Site icon Kenny Porpora

I am Obsessive Compulsive.

I am Obsessive Compulsive. The disorder is so much a part of me actually forget I have it. I have ticks and taps, some rituals, some that are harmless, some that are paralyzing. After six years in therapy, my OCD has never once come up. Not because I’m afraid or ashamed, but because it’s just so ingrained in me that I just forget to bring it up. I even wrote a book about my life and forgot to mention it. I’m so used to living with it, I’m not sure what living without it would be like. 

I woke up the other day in Los Angeles and walked through my living room, into my kitchen, and turned on my coffee machine. I hate the next part, because it involves picking a coffee mug, and for this OCDer, picking a coffee mug is fucking impossible. I reach for the blue mug but my brain says no, if you pick that one someone you love will die; the red one means you’re a fucking loser and always will be; the white mug with aadorable teddy bear on it doesn’t feel right either. These thoughts come like flashes, without reason or warning or any order. They’re not meant to be logical. They’re intrusive thoughts that transform mundane, daily tasks into paralyzing decisions. Pick the wrong coffee mug and you could fuck things up considerably. So choose carefully.

■ Actions to take
#1 In the essay on obsessive-compulsive disorder, rewrite the paragraph beginning "I am Obsessive Compulsive. The disorder is so much a part of me" as a shorter paragraph that keeps its main facts.
#2 Translate this sentence from the essay on obsessive-compulsive disorder into Spanish: "These thoughts come like flashes, without reason or warning or any order."
#3 In the essay on obsessive-compulsive disorder, what does the writer's brain say will happen if the blue mug is chosen?

Image point grounding data:
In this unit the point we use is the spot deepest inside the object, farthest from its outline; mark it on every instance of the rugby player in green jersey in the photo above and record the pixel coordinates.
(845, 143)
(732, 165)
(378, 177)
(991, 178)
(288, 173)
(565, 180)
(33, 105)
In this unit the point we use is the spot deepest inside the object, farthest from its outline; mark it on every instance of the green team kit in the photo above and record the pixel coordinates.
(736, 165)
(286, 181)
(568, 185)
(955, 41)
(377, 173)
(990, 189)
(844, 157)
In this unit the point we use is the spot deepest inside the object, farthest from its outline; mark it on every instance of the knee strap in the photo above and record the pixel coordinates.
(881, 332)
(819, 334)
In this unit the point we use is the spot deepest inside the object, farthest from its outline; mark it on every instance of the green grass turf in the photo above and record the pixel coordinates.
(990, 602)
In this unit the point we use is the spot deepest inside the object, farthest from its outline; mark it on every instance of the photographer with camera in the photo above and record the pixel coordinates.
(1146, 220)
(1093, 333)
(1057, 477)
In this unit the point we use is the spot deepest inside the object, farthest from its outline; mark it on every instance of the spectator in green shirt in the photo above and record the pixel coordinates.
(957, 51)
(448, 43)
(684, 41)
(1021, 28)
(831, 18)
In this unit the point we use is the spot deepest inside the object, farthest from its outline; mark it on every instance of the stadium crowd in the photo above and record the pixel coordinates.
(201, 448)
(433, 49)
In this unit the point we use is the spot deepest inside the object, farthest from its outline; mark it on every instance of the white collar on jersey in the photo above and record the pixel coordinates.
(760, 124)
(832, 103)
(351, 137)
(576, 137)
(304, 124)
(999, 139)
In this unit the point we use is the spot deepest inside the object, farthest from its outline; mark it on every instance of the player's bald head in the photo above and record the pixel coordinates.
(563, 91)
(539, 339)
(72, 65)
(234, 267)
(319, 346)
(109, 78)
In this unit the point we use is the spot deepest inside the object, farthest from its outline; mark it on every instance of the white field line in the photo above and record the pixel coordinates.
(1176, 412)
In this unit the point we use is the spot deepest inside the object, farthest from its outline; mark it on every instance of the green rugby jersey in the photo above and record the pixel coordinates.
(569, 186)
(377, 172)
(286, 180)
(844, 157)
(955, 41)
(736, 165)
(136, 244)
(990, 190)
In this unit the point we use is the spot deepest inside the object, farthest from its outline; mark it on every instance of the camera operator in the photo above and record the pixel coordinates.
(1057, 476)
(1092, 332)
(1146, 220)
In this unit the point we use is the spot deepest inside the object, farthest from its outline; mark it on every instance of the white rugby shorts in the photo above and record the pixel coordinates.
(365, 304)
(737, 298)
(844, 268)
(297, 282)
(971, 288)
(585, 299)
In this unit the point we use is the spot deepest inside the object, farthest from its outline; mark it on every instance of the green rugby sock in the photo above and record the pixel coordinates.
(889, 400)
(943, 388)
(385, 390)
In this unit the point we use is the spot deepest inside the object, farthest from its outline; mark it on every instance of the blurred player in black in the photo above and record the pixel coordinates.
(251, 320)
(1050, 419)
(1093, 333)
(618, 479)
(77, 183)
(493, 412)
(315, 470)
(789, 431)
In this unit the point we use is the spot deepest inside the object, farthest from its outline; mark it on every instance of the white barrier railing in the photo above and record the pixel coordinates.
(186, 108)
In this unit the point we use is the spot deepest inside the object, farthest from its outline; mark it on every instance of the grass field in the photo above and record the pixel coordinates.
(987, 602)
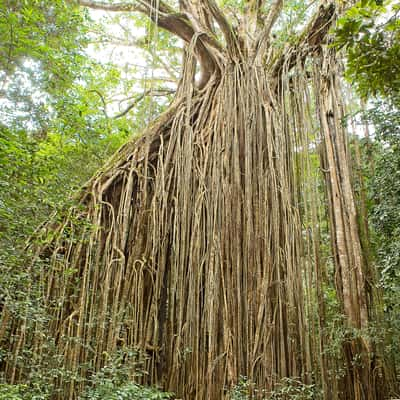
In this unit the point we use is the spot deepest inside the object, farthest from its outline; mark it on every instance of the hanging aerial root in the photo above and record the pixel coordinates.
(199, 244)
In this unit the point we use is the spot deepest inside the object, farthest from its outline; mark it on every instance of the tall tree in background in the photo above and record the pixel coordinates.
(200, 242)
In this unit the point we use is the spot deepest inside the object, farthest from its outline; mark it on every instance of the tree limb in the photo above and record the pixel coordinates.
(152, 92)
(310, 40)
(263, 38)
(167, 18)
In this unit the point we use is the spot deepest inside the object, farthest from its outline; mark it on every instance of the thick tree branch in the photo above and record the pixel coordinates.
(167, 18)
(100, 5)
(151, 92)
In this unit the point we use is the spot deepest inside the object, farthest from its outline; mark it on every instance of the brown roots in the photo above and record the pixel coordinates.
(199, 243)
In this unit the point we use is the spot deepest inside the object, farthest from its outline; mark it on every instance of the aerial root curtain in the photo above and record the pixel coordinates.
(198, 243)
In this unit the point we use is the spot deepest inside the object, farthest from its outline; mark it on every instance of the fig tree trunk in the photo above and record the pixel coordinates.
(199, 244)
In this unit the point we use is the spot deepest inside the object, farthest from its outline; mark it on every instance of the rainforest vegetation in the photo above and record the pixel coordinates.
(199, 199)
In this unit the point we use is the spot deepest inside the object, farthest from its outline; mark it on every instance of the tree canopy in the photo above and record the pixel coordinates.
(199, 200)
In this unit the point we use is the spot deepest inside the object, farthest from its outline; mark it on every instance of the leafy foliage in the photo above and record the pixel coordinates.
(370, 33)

■ Answers given
#1 I have OCD, and it is so ingrained that I forget I have it. It involves taps and rituals, some harmless and some paralyzing. In six years of therapy it never came up, not from fear or shame but because I forgot to raise it. I even left it out of a book I wrote about my life. I am not sure what living without it would be like.

#2 Estos pensamientos llegan como destellos, sin razón, ni aviso, ni orden alguno.

#3 Someone the writer loves will die.